THE EXERCISE: Reproduce the whole listing below word for word, leaving out the pictures.

Dataset rows showing where objects appear

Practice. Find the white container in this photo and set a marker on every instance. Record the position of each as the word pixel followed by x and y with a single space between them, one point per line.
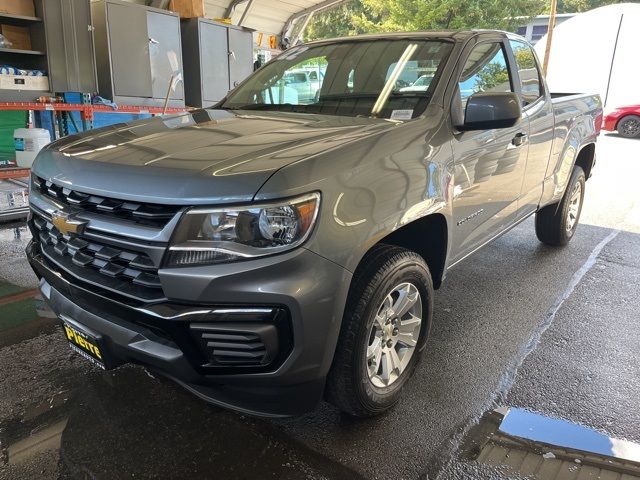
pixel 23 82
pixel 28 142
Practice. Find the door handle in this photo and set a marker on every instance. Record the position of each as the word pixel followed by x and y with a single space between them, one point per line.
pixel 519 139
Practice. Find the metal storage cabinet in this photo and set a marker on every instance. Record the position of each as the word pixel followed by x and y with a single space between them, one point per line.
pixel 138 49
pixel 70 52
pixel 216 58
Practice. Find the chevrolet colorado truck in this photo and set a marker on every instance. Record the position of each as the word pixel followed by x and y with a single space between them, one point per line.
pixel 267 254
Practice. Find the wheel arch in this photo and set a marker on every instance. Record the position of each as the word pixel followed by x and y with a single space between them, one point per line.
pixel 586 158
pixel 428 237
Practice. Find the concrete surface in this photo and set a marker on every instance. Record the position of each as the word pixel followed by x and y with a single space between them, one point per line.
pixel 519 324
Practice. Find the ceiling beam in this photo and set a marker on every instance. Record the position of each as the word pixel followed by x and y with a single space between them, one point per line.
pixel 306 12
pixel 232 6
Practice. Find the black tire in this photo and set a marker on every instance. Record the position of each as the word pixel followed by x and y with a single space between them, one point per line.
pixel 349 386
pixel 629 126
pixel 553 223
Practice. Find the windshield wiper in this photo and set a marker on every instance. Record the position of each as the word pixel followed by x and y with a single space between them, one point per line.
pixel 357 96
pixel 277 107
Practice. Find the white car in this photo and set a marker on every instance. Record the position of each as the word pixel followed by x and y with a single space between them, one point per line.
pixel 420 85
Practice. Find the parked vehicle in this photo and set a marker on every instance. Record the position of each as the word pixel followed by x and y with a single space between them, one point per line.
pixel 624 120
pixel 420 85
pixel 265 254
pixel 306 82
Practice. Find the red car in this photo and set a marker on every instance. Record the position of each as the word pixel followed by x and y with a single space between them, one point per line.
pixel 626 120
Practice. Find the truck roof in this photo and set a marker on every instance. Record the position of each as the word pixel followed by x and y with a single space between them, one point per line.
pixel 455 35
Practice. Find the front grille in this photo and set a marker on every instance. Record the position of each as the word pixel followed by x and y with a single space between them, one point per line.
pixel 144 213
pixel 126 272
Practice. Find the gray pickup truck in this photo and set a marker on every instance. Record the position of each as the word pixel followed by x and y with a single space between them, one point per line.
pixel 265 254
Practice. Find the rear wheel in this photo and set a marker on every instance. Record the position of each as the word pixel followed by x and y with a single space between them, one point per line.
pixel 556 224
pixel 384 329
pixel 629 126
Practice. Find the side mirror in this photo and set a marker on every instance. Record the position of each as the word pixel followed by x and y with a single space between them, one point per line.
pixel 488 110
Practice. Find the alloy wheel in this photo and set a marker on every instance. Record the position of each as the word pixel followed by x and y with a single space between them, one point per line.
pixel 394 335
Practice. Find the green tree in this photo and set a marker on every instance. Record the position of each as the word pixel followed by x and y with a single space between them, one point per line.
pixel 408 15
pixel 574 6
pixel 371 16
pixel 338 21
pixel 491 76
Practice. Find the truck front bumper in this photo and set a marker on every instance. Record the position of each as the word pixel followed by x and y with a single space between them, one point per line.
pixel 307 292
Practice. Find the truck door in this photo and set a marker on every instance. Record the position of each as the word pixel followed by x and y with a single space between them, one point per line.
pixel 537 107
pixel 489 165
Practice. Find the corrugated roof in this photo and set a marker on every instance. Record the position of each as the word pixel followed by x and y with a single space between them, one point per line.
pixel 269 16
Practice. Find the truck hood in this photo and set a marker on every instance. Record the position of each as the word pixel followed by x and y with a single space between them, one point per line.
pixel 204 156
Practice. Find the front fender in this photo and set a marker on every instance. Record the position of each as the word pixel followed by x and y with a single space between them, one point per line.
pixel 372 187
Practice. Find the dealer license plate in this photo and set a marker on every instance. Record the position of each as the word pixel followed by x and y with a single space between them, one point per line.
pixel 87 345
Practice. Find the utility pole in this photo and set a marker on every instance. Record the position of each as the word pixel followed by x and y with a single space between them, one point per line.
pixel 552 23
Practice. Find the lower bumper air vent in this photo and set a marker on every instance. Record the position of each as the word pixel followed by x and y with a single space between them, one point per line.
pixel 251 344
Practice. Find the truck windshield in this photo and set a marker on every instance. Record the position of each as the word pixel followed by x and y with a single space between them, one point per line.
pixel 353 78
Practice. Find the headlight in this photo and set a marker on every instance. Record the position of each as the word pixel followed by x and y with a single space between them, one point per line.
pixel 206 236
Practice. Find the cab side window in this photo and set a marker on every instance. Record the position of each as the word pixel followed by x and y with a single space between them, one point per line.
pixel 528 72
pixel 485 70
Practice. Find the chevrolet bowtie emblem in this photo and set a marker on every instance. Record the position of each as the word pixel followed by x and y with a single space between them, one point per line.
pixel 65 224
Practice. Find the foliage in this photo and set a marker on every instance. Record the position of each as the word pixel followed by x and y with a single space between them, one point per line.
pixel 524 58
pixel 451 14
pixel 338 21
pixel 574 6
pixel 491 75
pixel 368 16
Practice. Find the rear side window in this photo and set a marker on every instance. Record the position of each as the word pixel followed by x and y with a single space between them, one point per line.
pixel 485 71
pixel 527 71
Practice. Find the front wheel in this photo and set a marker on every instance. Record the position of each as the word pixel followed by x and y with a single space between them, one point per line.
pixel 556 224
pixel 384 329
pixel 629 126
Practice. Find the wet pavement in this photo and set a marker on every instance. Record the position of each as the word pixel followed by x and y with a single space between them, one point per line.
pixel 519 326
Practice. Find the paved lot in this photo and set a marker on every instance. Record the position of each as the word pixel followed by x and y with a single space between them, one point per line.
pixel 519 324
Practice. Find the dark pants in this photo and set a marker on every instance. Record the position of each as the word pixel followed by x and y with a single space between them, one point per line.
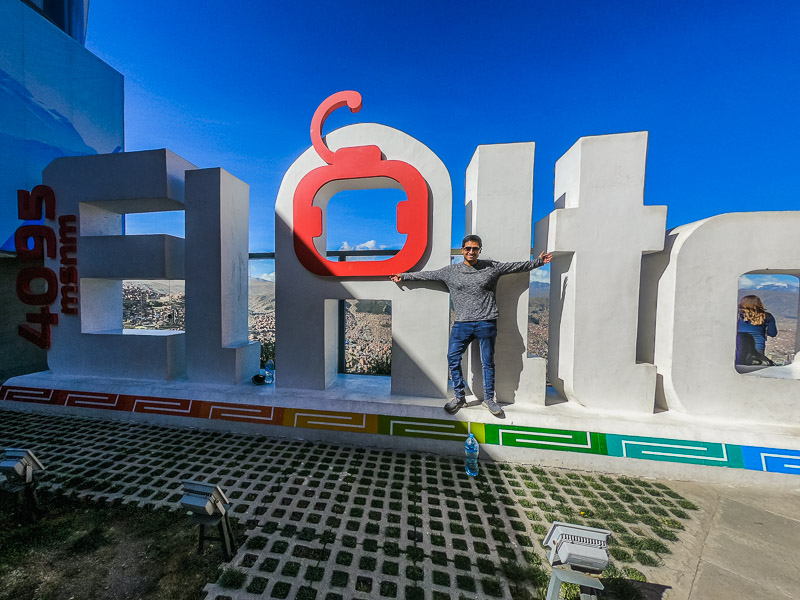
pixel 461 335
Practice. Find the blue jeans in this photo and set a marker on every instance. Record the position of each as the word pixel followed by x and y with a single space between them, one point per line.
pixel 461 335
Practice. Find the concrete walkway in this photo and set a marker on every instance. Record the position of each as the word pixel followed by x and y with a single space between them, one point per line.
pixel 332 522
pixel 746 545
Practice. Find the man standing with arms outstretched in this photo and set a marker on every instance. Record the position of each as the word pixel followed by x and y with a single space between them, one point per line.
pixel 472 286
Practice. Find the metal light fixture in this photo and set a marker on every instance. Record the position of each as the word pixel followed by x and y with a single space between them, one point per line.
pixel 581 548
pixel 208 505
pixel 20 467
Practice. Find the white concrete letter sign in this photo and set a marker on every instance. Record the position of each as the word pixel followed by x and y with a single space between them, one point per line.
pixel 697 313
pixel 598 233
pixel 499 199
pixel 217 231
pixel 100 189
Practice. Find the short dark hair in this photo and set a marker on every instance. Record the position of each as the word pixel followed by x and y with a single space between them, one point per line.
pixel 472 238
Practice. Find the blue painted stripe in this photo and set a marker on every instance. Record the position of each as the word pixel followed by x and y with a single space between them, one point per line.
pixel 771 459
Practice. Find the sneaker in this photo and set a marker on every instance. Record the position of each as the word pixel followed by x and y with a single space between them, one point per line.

SOLUTION TO THIS PROBLEM:
Practice. Find the white container in this photo and set a marker on every instance. Record the position of each as the word pixel followed by x and y with a single space between them, one point per line.
pixel 23 82
pixel 28 142
Practice. Find the door handle in this photo and set a marker on every instance. Record the position of each as the word pixel followed by x and y with a single space between them, one point per line.
pixel 519 139
Practice. Find the metal storage cabinet in this photo and set a marker on every instance. Record the position of each as the word pixel followed by x and y with a single space between them, one point per line.
pixel 138 49
pixel 70 52
pixel 216 58
Practice. Find the chevrolet colorado truck in this photo and set a marker on every instance. Record the position of each as the word pixel followed by x and y with a single space between them, one point per line.
pixel 267 254
Practice. Find the wheel arch in this photo and set a marker on every instance. Record the position of each as the word pixel followed by x and y with a single space between them, one point per line.
pixel 586 158
pixel 428 237
Practice. Find the concrete surface in this photo and set a marker on every instance. Record the position of each as the word pixel followed by x and y with a single space between them, one point per line.
pixel 519 324
Practice. Find the ceiling beam in this photo and set a marker on every instance. Record the position of each as the word pixel followed by x and y with a single space between them, one point per line.
pixel 306 12
pixel 232 6
Practice. Find the black tire in this photo and set a marker on every instance. Record the position of each as the word pixel followed by x and y with a single space between them, one point per line.
pixel 349 386
pixel 629 126
pixel 553 223
Practice. Find the windshield wiper in this photo and set a marker on every instance. Record the position of each as the word pixel followed by x and y with a single space between them, one point per line.
pixel 357 96
pixel 277 107
Practice. Find the white car in this photo and set a marker on every instance. Record the position of each as the word pixel followed by x and y with a single space between them, one point per line.
pixel 420 85
Practice. Find the parked vehicle in this photo and set a marker on every instance. Record the position of each as the word pixel followed by x and y with a single space between them, one point per line.
pixel 624 120
pixel 420 85
pixel 265 254
pixel 306 82
Practice. Find the red car in this photo and set a marker on every instance. Record the position of each as the word pixel followed by x and y with a single space between them, one point per line.
pixel 626 120
Practice. Find the truck roof in this photo and set a marker on every instance. Record the position of each as the word pixel followed by x and y with a single space between them, one point per line.
pixel 455 35
Practice. Find the front grille in this photo and set a marker on every instance. Record the position of each as the word pixel followed by x and y with a single space between them, one point per line.
pixel 144 213
pixel 126 272
Practice. Find the gray pickup truck in this photo and set a marker on every instance. Record the position of each as the word pixel followed by x and y with a single space between them, one point per line.
pixel 265 254
Practice. Find the rear wheel in this photo and set a marker on every instance. Record the position of each as the word pixel followed by x and y with a single space between them, one point per line.
pixel 556 224
pixel 384 329
pixel 629 126
Practice. Find the side mirror in this photo and set a marker on every instance. Record the position of each as the word pixel followed by x and y with a single space between them, one point per line.
pixel 488 110
Practice. Find the alloy wheel in this photo and set a marker on every instance. Record the position of each as the word pixel followed by x and y with a single space between them, one point per line.
pixel 394 335
Practice. Find the green tree in this photo and set a marker on every instance. Record the position of each as the word pixel followed by x and y with a single space between them, one point per line.
pixel 408 15
pixel 574 6
pixel 371 16
pixel 338 21
pixel 491 76
Practice. Find the truck front bumper in this photo and set a marker on every instance. Record the position of each as the word pixel followed by x and y with a single space between them, one point per line.
pixel 307 292
Practice. Find the truck door in this photo and set a marker on every instance. Record the position of each as the word pixel followed by x and y with a single space between them, one point per line.
pixel 537 107
pixel 489 165
Practice. Find the corrugated roof in this photo and set a marker on every instance. Record the position of each as the word pixel followed by x and y with a single space between them, one point per line.
pixel 269 16
Practice. Find the truck hood in this photo and set a marker on every instance. Record the position of each as the word pixel followed by x and y with a single space between them, one point per line.
pixel 204 156
Practice. Find the front fender in this photo and set a marker on every instance. Record the position of each as the word pixel followed by x and y with a single space between them, one point per line.
pixel 372 187
Practice. Find the dealer license plate in this photo and set a marker on every instance. Record the position of each as the word pixel followed by x and y with a single space between them, one point per line.
pixel 87 345
Practice. Find the utility pole in this photo and set a marker on every instance. Record the position of each as the word pixel followed by x and y with a single space between them, one point per line.
pixel 552 23
Practice. Find the lower bumper air vent in this photo and set a marker on every instance. Record the position of each as the word pixel followed by x and y with a single space between them, one point per line.
pixel 251 344
Practice. Find the truck windshield in this photo and set a marker on every instance. Record the position of each as the word pixel followed by x and y with a single space between them, one point per line.
pixel 353 78
Practice. Find the headlight in this photo and set a marker on every instance. Record the position of each as the word pixel followed by x and y with a single space between them, one point per line.
pixel 206 236
Practice. Find the cab side window in this photo and set a marker on every instance. Record the position of each as the word pixel followed by x and y with a single space between them, one point per line.
pixel 528 72
pixel 485 70
Practice. Find the chevrolet bowtie emblem in this photo and set a marker on every instance. Record the position of each as the word pixel followed by x and y with a single space between them, one point per line.
pixel 65 224
Practice. Find the foliage in this photo and set a marker on every instance. Record the position of each as the word pixel followed by x and y with a single space between them, one point per line.
pixel 524 58
pixel 451 14
pixel 338 21
pixel 574 6
pixel 491 75
pixel 368 16
Practice. Find the rear side window in this photo and set a marker on every instance. Record the position of each as the word pixel followed by x and y with a single space between them, one point per line.
pixel 485 71
pixel 527 71
Practice. Find the front wheel in this photo and set a marker on every instance. Record the position of each as the word pixel followed by x and y with a single space between them, one point per line.
pixel 556 224
pixel 384 329
pixel 629 126
Practice. Find the wet pavement in this photo and set a marker on every instance. Record the position of each as the word pixel followed by x and y with a single space between them, one point per line.
pixel 519 326
Practice. Find the paved lot in this photo and set a marker on every instance. Record the position of each as the word pixel followed by x and y with a single space between them, one point per line.
pixel 519 324
Practice. Find the dark pants in this photo and set a marker on every instance. Record the position of each as the word pixel followed by x and y with a single space between them, one point per line.
pixel 461 335
Practice. Find the blue jeans in this photo and set a marker on every instance. Record the position of each as the word pixel followed by x and y with a single space between them, one point per line.
pixel 461 335
Practice. Find the concrete walkway in this photo and set a marker on every instance. Record the position of each as the word pixel followed by x and y with a single space between them, one point per line.
pixel 332 522
pixel 746 545
Practice. Find the man standing with arms outstretched in this photo and set a marker on every instance. Record the position of each as the word pixel followed by x and y with a single space between them, one point per line.
pixel 472 286
Practice. Find the metal light fixture in this photo and set a marker on every instance. Record the position of each as the word pixel followed by x and y with a single space between them, one point per line.
pixel 581 548
pixel 208 505
pixel 20 467
Practice. Find the white concrete letter sign in this photo and set a marker on every instance. Record the position of each as the word pixel followed by x and y with a single space between them, one point per line.
pixel 697 313
pixel 598 233
pixel 499 199
pixel 217 231
pixel 100 189
Practice. Find the short dark hair in this photo and set a marker on every instance. Record the position of each as the word pixel followed by x and y with a single space between them, one point per line.
pixel 472 238
Practice. Find the blue painted stripe in this photo and set a marker on every instance. Record the position of each as the word pixel followed by x and y with a single space between them, one point per line.
pixel 771 459
Practice. Find the sneaker in this photo and set a marker on every instance. Record the position of each as the word pixel followed by x and y with a single space between them, one point per line.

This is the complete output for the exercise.